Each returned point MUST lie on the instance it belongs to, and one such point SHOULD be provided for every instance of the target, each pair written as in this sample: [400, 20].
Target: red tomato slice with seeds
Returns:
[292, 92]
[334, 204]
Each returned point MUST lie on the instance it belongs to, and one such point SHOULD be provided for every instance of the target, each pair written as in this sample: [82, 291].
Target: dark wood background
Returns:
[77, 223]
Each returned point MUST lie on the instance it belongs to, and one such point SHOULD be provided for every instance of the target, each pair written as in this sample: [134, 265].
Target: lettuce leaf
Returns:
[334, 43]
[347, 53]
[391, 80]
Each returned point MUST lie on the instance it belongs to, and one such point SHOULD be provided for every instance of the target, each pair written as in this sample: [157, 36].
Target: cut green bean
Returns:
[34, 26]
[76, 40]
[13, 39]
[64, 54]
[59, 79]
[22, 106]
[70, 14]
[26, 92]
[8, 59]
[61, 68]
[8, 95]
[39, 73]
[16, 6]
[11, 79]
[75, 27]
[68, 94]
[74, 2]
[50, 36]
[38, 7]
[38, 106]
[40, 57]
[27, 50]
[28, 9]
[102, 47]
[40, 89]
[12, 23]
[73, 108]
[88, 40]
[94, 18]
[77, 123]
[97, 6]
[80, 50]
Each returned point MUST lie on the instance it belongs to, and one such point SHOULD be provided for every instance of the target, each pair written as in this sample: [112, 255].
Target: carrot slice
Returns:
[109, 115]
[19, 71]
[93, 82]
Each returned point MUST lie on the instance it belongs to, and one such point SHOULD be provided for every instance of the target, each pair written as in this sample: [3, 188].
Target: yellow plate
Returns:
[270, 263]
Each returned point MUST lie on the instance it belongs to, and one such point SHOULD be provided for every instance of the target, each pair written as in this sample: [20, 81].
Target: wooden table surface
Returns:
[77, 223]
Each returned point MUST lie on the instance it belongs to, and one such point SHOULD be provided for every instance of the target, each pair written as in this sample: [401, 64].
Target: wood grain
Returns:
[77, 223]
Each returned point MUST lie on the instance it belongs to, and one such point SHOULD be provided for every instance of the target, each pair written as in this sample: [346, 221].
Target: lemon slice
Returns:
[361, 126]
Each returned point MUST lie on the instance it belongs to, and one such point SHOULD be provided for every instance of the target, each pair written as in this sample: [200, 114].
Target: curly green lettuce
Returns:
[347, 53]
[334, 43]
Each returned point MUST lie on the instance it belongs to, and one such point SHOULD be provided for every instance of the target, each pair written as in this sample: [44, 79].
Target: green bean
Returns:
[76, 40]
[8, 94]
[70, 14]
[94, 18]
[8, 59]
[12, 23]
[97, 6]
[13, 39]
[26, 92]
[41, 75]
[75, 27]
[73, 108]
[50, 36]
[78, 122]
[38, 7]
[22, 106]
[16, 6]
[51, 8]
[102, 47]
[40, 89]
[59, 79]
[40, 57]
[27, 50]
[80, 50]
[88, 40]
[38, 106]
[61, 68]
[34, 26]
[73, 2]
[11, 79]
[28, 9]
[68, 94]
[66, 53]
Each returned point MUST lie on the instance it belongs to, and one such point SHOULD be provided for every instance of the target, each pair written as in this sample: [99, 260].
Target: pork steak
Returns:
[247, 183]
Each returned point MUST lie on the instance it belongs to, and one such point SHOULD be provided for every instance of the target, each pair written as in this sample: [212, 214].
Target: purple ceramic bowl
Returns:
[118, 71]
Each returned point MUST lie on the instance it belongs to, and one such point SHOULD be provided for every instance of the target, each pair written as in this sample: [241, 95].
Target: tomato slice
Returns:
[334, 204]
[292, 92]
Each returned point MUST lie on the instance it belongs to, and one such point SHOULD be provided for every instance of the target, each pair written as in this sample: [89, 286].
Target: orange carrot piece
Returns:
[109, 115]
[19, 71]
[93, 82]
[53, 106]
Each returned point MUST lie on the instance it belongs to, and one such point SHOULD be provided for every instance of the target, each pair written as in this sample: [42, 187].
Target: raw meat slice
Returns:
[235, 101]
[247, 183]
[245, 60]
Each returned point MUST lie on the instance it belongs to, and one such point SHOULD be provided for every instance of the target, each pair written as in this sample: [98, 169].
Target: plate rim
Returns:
^^^^
● THE PROBLEM:
Lines from the top of the entries above to the line that contains "Target: yellow plate" should be set down exactly, please, with both ends kept and nothing added.

● ANSWER TO THIS PROBLEM:
Each returned point MUST lie on the instance it belongs to, and one such point SHOULD be provided for every instance of the target, each pair written as in this sample: [400, 20].
Target: red tomato slice with seeds
Returns:
[292, 92]
[334, 204]
Each returned point MUST lie on the instance it belongs to, and one such point SHOULD be provided for every instance of the target, each pair written as in this sample: [82, 291].
Target: dark wood background
Returns:
[77, 223]
Each returned point MUST lie on the instance it belongs to, and one such point SHOULD be provided for every instance of the target, each pair written as in this sample: [134, 265].
Target: lettuce leaf
Returns:
[334, 43]
[347, 53]
[391, 80]
Each returned point MUST lie on the instance it belongs to, and one such point SHOULD be provided for every instance of the target, each pair written as in this sample: [157, 36].
Target: cut green bean
Returns:
[34, 26]
[76, 40]
[13, 39]
[64, 54]
[59, 79]
[22, 106]
[70, 14]
[26, 92]
[8, 59]
[61, 68]
[8, 95]
[39, 73]
[16, 6]
[11, 79]
[75, 27]
[68, 94]
[74, 2]
[50, 36]
[38, 7]
[38, 106]
[40, 57]
[27, 50]
[28, 9]
[102, 47]
[40, 89]
[12, 23]
[73, 108]
[88, 40]
[94, 18]
[77, 123]
[97, 6]
[80, 50]
Each returned point MUST lie on the instance it belongs to, and one such point SHOULD be provided for every instance of the target, each pair written as in this sample: [112, 255].
Target: carrot slice
Returns:
[109, 115]
[19, 71]
[93, 82]
Each returned point MUST lie on the instance it belongs to, and one such point SHOULD be provided for every instance of the target, each pair written as in this sample: [3, 188].
Target: yellow plate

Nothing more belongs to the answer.